§ WHAT YOU NEED TO DO
According to the page excerpt below, what term does critical realism use for attempts to reduce social structure to the mental or interactional level?

***** PAGE EXCERPT *****

Now we have the materials to make some people (justifiably) discomfited about a substantive CR claim (or at least motivated to write a critical paper). For if you look at most of the contributions of CR to various issues they resolve themselves to  just the steps that I outlined above. So the CR “theory” of social structure, is precisely what you think. Social structure is composed of individuals, organized by a set of relations that form a coherent (configured) whole. This whole (social structure) is now a real entity endowed with its own causal powers, which now (may) exert “downward causation” on the individual’s the constitute it. These causal powers are not reducible to those of the individuals that constitute it. This how CR cashes in what John Levi Martin has referred to as the “substantive hunch” that animates all sociological research. “The social” emerges from the powers and activities of individuals but it never ultimately resolves itself into an aggregation of those powers and activities. Note that CR is opposed to any form of ontological reduction whether it is “downwards” or “upwards.” Thus attempts to reduce social structure to the mental or interactional level are “downward conflationist” and attempts to reduce individuals to social structure (or language or what have you), are “upward conflationist.” Thus, the “first” Archer trilogy can be read in this way. First, on the non-reducibility (and ontological independence between) social structure in relation to the individual or individual activity, then “culture” in relation to the individual or individual interaction, and later (in reverse) personal agency in relation to either social structure or culture.

Essentially, the stratified ontology postulate must be respected. Any attempt to simplify the ontological picture is rejected as so much covert (or overt) reductionism or “conflation.” Note that “conflation” is not technically a formal error of reasoning (as is begging the question) but simply an attempt by a theorist to simplify the ontological picture by abandoning the ontological democracy or ontological emergence postulates. A lot of the times CR theorists (like Archer) reject conflation as if it was such an error in reasoning, when in fact it is a substantive argument that cannot be dismissed in such an easy way. Note that this is weird because both the ontological democracy and the ontological emergence argument are themselves non-demonstrable but substantively important propositions in CR. Thus, most CR attempts to dismiss either reductionist or simplifying ontologies themselves do commit such a formal error of reasoning, namely, begging the question in favor of ontological emergence and ontological democracy.

***** RECORDS SHOWN *****

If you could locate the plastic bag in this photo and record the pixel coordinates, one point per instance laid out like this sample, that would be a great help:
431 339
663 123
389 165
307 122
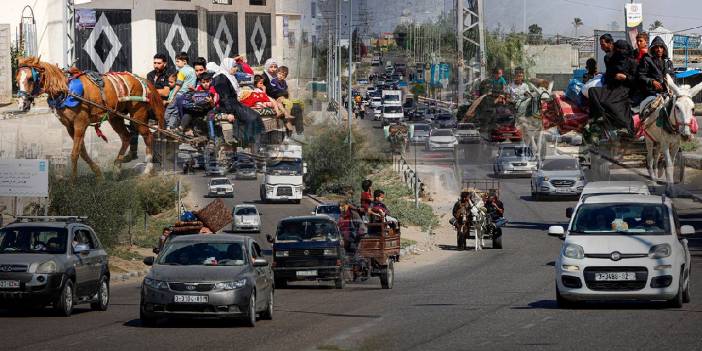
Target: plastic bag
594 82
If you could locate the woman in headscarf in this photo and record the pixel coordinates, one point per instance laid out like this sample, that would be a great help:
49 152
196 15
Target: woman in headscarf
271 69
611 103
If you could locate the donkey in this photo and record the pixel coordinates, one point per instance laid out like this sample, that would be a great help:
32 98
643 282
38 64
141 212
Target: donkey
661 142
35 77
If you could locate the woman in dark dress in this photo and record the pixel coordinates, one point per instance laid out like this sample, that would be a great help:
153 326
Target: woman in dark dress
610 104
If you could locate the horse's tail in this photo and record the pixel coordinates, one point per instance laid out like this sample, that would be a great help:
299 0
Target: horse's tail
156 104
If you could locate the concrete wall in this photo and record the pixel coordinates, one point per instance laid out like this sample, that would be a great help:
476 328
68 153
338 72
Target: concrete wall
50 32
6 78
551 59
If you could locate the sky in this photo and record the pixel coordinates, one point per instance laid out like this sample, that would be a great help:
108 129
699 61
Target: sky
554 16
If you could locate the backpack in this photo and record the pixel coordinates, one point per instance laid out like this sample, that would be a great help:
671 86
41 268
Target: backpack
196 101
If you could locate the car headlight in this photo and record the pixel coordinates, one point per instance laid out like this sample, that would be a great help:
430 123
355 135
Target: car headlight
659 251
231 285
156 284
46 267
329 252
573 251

*****

§ RESPONSE
Such attempts are called "downward conflationist."